Location identification items:
▼

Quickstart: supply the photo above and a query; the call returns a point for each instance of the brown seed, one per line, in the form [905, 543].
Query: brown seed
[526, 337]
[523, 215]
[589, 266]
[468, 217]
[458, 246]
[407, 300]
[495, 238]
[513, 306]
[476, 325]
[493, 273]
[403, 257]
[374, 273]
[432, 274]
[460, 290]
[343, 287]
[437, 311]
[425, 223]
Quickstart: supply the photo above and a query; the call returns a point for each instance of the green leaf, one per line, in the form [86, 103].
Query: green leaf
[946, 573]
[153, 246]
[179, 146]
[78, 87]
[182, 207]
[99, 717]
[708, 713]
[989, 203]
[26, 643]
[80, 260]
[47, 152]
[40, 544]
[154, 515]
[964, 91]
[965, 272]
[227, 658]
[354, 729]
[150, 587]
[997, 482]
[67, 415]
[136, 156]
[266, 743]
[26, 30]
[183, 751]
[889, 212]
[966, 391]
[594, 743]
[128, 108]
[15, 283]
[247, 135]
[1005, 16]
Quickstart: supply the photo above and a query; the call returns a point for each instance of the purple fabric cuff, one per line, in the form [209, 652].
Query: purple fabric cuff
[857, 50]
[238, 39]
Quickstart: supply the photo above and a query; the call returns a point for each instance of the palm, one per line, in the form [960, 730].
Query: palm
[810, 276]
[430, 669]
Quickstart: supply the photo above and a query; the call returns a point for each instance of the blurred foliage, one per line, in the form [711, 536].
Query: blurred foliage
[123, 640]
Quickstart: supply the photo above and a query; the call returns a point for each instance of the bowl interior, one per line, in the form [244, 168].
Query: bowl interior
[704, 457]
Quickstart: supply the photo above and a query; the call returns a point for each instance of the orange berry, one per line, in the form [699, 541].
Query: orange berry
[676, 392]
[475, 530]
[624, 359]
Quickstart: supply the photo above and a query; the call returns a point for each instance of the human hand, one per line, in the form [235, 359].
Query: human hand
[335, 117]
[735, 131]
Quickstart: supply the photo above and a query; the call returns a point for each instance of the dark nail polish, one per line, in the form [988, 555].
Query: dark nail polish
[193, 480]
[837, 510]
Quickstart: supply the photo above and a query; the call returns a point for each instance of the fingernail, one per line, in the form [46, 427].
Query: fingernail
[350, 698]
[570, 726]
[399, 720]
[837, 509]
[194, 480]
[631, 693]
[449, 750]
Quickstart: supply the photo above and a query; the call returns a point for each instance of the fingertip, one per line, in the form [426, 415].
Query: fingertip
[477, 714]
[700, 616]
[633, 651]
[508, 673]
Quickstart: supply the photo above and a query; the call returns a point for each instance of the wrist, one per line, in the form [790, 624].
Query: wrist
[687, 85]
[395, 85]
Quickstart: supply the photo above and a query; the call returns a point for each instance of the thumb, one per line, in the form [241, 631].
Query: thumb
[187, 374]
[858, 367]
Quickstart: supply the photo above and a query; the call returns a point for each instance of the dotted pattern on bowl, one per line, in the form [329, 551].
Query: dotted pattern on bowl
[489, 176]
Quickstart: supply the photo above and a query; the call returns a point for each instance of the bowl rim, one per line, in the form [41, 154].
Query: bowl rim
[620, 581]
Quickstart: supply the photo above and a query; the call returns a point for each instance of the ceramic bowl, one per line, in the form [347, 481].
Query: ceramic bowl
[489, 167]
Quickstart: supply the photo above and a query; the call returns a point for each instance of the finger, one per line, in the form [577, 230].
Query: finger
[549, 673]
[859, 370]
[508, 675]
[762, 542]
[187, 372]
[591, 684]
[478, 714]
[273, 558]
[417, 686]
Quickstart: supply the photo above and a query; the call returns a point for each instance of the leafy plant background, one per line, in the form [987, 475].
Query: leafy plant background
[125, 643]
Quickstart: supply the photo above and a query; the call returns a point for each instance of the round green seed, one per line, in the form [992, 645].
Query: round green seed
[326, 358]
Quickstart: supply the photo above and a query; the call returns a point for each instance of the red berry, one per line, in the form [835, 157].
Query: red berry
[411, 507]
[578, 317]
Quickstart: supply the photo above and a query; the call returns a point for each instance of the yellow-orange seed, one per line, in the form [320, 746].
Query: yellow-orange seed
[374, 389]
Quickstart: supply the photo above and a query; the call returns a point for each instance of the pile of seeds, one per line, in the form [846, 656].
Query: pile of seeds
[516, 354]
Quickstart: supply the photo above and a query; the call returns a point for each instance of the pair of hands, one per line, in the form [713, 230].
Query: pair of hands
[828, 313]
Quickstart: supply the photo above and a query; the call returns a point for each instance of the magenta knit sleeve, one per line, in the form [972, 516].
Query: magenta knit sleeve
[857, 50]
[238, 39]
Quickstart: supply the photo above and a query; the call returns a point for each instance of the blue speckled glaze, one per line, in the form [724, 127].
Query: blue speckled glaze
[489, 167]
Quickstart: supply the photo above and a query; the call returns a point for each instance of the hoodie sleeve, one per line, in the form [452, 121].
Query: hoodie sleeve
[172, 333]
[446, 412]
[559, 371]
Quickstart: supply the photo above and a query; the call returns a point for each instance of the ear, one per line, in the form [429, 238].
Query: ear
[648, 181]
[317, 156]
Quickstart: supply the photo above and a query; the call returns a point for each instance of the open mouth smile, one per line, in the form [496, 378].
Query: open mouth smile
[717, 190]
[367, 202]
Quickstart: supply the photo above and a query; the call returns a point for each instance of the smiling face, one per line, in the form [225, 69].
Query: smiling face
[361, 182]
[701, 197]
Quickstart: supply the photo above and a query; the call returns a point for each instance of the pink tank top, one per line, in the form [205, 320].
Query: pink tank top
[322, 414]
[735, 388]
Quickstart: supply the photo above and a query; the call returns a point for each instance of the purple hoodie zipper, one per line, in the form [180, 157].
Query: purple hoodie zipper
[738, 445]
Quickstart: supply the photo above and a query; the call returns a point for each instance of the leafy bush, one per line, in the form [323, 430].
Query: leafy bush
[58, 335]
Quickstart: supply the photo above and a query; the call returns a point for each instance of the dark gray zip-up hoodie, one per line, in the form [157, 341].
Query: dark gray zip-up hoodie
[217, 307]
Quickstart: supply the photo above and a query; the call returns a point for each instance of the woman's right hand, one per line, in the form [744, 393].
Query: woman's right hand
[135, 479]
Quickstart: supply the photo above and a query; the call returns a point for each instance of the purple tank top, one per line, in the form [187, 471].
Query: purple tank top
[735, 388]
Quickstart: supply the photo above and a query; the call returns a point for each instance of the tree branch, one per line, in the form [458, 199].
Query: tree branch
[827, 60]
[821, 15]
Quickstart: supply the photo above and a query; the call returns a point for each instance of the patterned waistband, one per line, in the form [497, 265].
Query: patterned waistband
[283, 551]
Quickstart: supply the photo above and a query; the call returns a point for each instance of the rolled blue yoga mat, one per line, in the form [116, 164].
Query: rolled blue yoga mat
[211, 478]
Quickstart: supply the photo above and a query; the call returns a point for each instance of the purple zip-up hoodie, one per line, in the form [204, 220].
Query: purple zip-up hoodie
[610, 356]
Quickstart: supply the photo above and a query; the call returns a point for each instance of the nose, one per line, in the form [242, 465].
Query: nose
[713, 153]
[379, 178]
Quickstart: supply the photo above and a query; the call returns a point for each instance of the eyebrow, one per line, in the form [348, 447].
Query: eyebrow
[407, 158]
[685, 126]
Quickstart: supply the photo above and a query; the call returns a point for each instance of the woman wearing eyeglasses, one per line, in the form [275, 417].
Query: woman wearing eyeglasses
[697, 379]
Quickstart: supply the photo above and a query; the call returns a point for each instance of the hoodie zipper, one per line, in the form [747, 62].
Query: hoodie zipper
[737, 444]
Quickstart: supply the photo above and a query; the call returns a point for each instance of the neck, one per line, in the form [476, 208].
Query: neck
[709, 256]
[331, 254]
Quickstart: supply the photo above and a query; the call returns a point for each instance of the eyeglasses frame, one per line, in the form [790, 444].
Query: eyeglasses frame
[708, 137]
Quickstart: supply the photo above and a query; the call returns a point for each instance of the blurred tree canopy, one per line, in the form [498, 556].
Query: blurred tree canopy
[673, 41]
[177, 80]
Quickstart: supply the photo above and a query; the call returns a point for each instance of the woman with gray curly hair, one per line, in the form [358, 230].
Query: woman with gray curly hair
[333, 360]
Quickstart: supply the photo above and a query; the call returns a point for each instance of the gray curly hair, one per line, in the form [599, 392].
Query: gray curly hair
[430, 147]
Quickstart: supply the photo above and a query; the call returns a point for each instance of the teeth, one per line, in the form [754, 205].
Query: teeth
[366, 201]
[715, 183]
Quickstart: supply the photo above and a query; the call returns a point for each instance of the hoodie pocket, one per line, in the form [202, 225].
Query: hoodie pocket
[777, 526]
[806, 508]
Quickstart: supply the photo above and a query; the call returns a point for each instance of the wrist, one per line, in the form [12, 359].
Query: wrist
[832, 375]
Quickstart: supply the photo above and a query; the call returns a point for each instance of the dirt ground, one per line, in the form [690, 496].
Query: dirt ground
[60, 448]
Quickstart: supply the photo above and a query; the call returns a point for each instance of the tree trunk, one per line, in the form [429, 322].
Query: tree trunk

▲

Given task: Begin at the line containing "form [476, 208]." and reproduce each line through the end of the records above.

Exercise response:
Quickstart: supply the photo above and a query; the call returns a point for each instance of the neck, one per line, in the form [476, 208].
Query: neck
[709, 256]
[331, 254]
Quickstart: supply the photo above and a query; the call returns a point for each instance of the eyeglasses frame, one per line, in the form [790, 444].
Query: eyeglasses frame
[708, 137]
Quickstart: supply the photo above and a query; the call returns a point for each instance of the blurred tree canopy, one per line, in the form [498, 556].
Query: blurred tree canopy
[673, 41]
[177, 80]
Quickstart: supply the photo above and a query; the call returns a point for each instance of the woman with gray curly hair, one per line, in the form [358, 230].
Query: woman with gray curly hair
[333, 360]
Quickstart: supply the photo above and a query; the call returns a point for each instance of the gray curly hair, one per line, in the form [599, 392].
Query: gray curly hair
[430, 147]
Quickstart: supply the photo above and a query; the call returns a point for each instance of the teeth, one per line, in the form [754, 205].
Query: teeth
[366, 201]
[715, 183]
Quickstart: supply the photo above and a query; the call returns a point for each instance of the hoodie pocket, one per line, in the form [202, 225].
Query: hoodie pocket
[777, 526]
[806, 508]
Quickstart: supply the photo above and a query; the call returns a point for each instance of the wrist, one per line, in the form [12, 359].
Query: wrist
[832, 375]
Quickstart: supply the photo above and a query; the call returns a point for each instance of the dirt ground, one per line, in the form [690, 496].
Query: dirt ground
[60, 448]
Quickstart: supply the photo above and a query; the call returns a point for each instance of the tree trunk, one per line, in the form [429, 322].
Query: tree trunk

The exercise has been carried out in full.